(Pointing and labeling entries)
--

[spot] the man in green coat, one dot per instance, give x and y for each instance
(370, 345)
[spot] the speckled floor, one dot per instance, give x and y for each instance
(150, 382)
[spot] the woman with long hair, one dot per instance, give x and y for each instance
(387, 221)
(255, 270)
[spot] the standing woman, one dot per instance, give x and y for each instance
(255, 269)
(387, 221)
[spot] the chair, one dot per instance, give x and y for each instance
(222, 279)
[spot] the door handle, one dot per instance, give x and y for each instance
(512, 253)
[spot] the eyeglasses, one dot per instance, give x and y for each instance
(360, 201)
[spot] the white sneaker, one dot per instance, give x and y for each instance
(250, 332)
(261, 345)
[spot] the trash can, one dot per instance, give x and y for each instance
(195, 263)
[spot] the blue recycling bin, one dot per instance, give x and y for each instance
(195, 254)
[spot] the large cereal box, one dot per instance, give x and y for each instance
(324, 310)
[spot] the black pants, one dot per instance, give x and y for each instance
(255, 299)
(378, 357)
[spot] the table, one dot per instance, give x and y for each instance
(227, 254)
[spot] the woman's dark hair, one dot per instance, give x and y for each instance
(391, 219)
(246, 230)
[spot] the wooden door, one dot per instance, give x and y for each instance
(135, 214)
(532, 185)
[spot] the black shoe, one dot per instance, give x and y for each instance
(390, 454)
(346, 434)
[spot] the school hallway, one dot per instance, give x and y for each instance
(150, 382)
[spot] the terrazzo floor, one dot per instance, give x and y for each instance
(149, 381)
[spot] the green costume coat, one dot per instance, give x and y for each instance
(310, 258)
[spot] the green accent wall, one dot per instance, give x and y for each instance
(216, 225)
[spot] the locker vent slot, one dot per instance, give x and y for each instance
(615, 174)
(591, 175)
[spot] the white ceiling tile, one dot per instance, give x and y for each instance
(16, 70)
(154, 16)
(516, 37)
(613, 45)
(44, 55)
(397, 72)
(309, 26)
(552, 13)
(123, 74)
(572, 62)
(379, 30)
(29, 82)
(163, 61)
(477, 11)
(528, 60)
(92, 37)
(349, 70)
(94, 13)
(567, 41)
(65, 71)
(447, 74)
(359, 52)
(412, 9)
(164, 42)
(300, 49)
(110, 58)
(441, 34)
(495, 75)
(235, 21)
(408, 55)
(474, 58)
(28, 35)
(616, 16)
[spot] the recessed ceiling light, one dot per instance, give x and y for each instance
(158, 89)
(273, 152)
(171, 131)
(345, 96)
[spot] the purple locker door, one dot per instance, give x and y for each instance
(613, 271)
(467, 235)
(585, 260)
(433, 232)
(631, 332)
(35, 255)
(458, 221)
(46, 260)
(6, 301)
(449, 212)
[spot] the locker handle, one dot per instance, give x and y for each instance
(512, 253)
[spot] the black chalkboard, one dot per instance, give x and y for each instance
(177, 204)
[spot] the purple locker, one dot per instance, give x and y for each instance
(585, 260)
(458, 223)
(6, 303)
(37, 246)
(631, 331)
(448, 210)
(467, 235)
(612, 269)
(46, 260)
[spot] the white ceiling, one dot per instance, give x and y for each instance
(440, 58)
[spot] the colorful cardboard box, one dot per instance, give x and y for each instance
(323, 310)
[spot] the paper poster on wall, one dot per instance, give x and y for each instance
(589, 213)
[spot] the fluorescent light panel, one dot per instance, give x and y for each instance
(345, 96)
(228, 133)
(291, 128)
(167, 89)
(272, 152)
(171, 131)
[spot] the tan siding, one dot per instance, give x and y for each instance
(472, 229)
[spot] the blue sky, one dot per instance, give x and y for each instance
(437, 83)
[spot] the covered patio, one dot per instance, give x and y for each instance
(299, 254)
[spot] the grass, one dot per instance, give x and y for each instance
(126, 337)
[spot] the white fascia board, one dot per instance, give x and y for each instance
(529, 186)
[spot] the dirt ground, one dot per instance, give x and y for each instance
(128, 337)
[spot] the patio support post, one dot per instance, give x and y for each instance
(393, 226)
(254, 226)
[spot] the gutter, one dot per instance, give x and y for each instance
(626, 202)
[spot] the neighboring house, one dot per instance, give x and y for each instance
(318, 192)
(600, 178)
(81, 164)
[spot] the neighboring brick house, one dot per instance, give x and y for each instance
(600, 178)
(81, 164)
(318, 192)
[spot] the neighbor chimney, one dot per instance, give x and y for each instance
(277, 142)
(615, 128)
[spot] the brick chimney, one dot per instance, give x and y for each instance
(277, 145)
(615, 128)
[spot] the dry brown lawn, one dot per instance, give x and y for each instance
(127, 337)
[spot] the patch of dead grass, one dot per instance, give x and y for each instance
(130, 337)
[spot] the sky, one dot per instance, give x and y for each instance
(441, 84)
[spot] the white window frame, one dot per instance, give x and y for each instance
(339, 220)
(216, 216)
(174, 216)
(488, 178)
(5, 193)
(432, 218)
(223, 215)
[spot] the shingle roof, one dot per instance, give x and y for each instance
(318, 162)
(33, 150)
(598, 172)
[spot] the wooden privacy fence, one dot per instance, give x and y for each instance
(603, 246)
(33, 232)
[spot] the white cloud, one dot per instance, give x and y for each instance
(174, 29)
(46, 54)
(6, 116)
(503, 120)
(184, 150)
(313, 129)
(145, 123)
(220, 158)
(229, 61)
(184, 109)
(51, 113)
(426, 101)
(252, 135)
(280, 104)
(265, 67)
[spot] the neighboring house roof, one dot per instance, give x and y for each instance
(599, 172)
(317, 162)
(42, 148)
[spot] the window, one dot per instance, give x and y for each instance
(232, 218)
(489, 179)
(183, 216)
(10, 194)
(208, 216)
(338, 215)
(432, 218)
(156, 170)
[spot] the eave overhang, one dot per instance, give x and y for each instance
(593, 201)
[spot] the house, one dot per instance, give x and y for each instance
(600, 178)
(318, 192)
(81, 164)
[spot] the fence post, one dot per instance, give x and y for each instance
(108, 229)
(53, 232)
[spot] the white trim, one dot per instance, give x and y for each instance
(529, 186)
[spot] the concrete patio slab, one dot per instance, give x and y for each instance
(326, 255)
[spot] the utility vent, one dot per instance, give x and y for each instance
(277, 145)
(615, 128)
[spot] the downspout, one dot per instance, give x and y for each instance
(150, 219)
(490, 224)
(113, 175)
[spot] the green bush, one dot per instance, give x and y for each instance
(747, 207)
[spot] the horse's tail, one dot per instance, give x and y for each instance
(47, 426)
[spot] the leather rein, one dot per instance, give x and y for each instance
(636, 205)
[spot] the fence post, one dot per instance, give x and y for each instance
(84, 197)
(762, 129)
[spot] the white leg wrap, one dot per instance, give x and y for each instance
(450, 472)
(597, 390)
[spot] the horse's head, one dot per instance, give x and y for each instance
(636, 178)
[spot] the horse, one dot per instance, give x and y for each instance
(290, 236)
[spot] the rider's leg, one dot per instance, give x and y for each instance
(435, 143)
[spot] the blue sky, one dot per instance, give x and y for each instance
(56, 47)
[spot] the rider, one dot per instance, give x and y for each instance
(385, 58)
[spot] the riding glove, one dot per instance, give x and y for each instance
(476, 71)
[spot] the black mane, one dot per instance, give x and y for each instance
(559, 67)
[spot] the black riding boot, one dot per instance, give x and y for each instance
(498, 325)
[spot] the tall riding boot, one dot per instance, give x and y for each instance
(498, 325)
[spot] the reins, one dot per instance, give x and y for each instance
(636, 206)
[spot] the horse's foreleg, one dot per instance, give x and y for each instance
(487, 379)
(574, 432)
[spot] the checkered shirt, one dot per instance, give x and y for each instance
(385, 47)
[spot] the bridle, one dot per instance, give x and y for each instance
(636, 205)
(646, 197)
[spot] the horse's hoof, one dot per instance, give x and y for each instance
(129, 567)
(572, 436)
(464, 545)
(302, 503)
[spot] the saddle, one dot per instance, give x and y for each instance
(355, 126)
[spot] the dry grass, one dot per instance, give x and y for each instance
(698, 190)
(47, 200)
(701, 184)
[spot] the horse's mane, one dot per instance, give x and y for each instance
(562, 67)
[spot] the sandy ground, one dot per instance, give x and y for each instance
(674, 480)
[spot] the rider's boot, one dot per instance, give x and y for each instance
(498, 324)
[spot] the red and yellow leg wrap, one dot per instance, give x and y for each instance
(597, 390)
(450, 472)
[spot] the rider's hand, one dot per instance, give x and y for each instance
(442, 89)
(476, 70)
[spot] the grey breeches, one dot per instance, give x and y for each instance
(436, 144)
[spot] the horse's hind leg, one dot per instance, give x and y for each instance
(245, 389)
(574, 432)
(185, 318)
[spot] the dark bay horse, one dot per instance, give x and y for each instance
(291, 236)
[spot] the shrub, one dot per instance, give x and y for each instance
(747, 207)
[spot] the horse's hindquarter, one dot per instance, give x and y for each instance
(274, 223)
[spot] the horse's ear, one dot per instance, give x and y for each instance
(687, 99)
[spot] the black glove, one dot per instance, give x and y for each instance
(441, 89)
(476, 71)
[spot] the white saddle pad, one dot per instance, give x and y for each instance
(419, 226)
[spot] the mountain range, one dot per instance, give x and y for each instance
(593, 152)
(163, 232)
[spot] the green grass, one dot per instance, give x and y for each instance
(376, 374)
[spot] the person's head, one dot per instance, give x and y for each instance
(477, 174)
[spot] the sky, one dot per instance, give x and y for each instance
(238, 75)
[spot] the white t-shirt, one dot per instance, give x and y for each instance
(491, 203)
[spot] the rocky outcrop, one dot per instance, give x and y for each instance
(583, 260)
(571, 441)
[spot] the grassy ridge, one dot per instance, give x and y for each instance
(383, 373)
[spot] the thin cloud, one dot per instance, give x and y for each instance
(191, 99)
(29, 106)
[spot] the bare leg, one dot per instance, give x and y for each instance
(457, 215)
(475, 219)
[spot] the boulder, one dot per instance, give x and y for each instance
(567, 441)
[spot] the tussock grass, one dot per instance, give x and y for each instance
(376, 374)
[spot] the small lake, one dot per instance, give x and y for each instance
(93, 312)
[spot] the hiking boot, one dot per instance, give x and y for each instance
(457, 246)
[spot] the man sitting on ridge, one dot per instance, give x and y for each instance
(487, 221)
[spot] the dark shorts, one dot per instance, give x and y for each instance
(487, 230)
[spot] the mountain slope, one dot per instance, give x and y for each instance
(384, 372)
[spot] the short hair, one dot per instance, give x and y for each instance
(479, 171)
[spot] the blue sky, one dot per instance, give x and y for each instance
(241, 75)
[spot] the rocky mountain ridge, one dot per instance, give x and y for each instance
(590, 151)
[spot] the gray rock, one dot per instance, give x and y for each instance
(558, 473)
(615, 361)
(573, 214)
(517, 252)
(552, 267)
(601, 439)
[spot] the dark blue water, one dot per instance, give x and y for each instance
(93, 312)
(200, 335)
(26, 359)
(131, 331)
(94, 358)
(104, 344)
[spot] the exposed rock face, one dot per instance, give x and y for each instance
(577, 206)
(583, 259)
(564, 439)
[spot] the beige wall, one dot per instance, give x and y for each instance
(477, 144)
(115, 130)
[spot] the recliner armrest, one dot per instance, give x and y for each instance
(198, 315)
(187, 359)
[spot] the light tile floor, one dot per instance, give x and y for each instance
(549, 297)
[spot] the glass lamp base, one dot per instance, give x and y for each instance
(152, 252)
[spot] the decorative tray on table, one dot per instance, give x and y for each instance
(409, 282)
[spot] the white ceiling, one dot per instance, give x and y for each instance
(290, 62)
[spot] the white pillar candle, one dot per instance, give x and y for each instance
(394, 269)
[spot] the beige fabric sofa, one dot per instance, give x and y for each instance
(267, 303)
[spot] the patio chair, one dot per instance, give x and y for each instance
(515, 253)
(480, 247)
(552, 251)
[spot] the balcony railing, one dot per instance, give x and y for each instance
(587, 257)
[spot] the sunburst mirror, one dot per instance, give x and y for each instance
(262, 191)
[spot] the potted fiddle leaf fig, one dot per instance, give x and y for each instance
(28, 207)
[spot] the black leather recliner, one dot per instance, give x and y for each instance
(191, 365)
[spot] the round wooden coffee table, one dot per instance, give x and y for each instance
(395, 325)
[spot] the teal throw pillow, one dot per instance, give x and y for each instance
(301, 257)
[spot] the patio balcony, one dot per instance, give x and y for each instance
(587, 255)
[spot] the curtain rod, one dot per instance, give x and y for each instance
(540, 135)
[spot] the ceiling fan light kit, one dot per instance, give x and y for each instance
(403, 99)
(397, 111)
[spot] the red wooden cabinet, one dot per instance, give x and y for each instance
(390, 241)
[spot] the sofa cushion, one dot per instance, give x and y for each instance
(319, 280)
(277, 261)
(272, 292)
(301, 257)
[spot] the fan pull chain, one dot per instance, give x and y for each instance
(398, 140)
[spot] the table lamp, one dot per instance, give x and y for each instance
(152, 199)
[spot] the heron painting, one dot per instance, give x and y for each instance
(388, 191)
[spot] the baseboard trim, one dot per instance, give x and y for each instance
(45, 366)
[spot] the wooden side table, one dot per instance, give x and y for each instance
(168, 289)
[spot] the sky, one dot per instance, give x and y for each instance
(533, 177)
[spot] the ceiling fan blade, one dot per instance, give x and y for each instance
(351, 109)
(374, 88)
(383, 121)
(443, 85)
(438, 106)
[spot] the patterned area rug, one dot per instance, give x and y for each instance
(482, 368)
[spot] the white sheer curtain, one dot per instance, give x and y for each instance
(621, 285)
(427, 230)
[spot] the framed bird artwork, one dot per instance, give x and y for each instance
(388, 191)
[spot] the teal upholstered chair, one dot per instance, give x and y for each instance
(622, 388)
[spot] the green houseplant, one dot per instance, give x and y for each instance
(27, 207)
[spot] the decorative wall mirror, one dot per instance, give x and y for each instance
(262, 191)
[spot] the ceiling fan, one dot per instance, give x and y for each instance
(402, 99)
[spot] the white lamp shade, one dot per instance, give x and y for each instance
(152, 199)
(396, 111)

--

- **The exercise**
Please recast the stretch from the line containing "[spot] the ceiling fan blade, one" through the last of the entries as a Markdown table with the columns Row and Line, numbering each row and leaving out blank lines.

- **Solved problem**
| Row | Line |
|---|---|
| 1 | [spot] the ceiling fan blade, one dot per instance, give x and y for each instance |
| 2 | (351, 109) |
| 3 | (374, 88) |
| 4 | (383, 121) |
| 5 | (443, 85) |
| 6 | (438, 106) |
| 7 | [spot] the patterned area rug, one dot per instance, give x and y for each instance |
| 8 | (482, 368) |
| 9 | [spot] the white sheer curtain, one dot per instance, give x and y for each instance |
| 10 | (621, 285) |
| 11 | (427, 230) |
| 12 | [spot] the framed bird artwork, one dot per instance, give x and y for each instance |
| 13 | (388, 191) |
| 14 | [spot] the teal upholstered chair, one dot per instance, give x and y for each instance |
| 15 | (622, 388) |
| 16 | [spot] the green houseplant, one dot per instance, give x and y for each instance |
| 17 | (27, 207) |
| 18 | [spot] the decorative wall mirror, one dot per instance, give x and y for each instance |
| 19 | (262, 191) |
| 20 | [spot] the ceiling fan, one dot per instance, give x and y for each instance |
| 21 | (402, 99) |
| 22 | [spot] the white lamp shade, one dot per instance, give x and y for each instance |
| 23 | (152, 199) |
| 24 | (396, 111) |